-- start RECORDS TO PROCESS --

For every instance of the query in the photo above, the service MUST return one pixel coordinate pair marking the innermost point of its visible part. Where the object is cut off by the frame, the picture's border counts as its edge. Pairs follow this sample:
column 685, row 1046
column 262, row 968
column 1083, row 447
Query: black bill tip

-- end RECORDS TO PROCESS --
-- start RECORDS TO PROCESS --

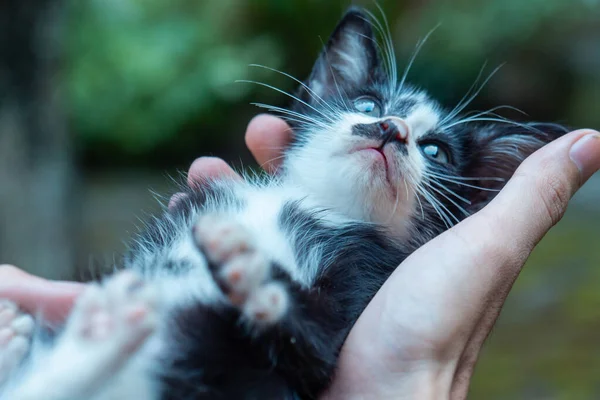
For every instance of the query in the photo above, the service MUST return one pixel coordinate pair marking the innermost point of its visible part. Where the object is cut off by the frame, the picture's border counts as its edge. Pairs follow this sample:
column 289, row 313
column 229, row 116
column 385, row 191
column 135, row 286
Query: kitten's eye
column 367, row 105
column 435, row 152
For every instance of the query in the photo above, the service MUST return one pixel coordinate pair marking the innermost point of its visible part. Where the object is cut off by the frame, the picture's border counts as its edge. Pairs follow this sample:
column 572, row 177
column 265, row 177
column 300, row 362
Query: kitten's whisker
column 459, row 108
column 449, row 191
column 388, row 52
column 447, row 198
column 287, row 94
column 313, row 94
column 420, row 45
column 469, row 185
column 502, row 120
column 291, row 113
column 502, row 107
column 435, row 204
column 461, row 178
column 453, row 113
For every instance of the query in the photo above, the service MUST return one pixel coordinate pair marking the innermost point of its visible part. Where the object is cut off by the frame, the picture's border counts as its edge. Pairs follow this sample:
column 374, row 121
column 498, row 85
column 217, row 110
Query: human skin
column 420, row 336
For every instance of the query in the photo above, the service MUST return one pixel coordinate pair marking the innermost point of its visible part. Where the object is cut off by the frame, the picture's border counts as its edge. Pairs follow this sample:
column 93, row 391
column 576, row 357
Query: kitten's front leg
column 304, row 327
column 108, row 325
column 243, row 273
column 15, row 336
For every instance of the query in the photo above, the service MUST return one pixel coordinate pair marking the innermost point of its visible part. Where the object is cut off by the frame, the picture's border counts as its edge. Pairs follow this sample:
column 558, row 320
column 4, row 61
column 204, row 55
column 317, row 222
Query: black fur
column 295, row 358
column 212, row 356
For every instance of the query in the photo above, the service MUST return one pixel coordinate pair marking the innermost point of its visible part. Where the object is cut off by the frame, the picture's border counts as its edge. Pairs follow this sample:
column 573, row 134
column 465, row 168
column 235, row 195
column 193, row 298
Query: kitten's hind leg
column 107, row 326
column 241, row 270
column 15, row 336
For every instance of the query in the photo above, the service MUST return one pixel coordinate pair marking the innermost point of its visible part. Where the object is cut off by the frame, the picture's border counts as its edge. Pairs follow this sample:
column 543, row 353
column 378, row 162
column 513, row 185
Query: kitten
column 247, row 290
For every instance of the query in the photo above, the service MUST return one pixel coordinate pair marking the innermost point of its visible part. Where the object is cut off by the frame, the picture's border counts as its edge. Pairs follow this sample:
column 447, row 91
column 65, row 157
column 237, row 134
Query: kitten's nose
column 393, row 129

-- end RECORDS TO PROCESS --
-- start RECORDS TO PROCESS --

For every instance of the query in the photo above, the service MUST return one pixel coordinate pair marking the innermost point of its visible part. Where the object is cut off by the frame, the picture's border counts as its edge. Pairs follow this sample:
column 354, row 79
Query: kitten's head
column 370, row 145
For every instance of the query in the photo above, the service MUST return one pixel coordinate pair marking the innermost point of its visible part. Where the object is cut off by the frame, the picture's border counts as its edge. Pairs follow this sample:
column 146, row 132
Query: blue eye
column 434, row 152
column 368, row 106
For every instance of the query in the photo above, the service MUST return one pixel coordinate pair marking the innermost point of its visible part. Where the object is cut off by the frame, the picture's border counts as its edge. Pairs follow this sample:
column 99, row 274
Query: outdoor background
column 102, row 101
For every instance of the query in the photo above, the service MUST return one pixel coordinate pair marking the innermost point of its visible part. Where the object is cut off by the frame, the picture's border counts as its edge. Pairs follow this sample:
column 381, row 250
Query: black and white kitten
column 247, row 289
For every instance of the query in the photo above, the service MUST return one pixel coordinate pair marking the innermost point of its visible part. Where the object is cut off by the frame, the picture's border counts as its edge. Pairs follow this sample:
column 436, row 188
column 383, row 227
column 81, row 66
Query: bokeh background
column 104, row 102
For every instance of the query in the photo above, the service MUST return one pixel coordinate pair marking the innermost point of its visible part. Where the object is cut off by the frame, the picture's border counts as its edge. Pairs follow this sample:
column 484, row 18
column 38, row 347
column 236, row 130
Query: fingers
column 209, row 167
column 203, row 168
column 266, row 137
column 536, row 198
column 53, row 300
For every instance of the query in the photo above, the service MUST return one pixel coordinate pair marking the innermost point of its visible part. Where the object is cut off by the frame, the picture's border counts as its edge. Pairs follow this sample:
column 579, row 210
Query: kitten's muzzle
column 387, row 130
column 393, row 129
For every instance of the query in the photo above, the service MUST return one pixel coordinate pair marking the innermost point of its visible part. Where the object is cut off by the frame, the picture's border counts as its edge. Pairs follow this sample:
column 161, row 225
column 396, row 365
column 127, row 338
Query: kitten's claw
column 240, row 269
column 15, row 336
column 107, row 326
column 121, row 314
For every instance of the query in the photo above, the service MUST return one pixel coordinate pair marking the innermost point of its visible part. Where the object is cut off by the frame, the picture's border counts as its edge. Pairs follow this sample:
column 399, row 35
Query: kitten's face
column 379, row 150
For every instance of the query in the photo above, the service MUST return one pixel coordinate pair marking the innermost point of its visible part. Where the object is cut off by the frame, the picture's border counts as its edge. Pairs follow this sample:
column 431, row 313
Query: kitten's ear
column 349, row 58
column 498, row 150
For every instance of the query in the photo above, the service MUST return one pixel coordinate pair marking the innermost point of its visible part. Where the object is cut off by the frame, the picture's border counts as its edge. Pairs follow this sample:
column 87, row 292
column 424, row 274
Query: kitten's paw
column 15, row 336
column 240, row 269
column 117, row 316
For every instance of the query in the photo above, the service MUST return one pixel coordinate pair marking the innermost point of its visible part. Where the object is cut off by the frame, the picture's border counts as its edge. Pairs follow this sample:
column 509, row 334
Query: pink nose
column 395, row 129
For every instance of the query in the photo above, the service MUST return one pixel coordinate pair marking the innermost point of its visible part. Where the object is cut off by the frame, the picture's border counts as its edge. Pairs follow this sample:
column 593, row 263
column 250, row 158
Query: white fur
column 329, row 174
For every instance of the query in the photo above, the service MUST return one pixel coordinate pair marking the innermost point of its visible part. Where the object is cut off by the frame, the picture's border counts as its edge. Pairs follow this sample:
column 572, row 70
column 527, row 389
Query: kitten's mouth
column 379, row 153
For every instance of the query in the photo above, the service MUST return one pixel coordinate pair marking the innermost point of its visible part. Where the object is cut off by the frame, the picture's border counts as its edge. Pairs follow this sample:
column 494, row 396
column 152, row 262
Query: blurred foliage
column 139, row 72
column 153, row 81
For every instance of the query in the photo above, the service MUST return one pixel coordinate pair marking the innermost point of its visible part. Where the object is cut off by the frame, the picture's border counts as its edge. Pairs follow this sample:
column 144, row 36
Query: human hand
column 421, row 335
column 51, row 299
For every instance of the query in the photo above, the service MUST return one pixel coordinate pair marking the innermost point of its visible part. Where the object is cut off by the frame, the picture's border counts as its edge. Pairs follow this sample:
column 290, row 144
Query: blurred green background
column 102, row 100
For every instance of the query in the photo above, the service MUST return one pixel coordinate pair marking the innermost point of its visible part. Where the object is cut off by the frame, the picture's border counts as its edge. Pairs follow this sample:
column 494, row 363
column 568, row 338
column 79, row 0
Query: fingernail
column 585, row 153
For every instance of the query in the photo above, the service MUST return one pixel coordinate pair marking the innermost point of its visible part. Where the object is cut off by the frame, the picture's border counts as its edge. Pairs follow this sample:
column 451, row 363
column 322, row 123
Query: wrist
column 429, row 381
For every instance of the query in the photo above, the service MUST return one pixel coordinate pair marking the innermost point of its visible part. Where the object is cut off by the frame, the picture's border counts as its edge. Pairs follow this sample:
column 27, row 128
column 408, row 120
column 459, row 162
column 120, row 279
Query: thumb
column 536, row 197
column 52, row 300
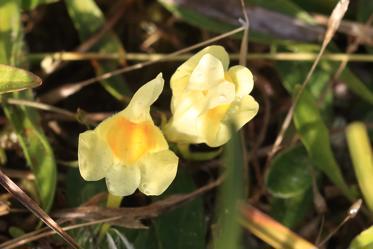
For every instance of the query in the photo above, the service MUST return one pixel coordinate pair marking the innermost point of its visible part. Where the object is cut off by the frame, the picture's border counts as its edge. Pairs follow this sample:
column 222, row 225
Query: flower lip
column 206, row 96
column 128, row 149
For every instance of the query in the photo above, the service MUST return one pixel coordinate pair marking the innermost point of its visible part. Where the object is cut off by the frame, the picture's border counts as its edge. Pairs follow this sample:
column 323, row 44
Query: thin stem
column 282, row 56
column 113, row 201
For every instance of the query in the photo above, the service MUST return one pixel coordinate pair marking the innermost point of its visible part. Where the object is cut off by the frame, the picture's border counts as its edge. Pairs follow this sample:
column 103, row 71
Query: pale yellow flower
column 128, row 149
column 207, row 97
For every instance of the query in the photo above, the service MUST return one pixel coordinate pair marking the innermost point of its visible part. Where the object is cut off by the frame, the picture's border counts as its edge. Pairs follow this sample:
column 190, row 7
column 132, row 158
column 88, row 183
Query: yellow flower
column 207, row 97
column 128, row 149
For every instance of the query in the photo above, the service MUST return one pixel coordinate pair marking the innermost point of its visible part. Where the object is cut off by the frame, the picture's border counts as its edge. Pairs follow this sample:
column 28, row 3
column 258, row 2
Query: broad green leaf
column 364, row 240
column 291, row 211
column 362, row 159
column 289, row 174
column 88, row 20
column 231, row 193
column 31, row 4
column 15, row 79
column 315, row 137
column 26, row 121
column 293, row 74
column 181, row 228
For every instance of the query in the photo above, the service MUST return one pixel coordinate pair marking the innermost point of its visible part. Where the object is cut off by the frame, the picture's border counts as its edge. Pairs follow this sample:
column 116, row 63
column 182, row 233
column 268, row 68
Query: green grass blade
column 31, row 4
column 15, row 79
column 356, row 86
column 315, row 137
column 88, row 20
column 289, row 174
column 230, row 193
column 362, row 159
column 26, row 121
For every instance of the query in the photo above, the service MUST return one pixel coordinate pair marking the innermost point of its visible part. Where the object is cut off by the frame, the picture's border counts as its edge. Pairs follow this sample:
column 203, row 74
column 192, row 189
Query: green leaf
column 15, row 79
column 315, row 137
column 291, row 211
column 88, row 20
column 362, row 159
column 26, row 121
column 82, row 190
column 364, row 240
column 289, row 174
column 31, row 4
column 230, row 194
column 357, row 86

-- end RECORDS TO PROCESS --

- [REQUIRED WORK]
Tally the lines in the items above that contain the string "background", and give only the count.

- [RESPONSE FOR THIS EXERCISE]
3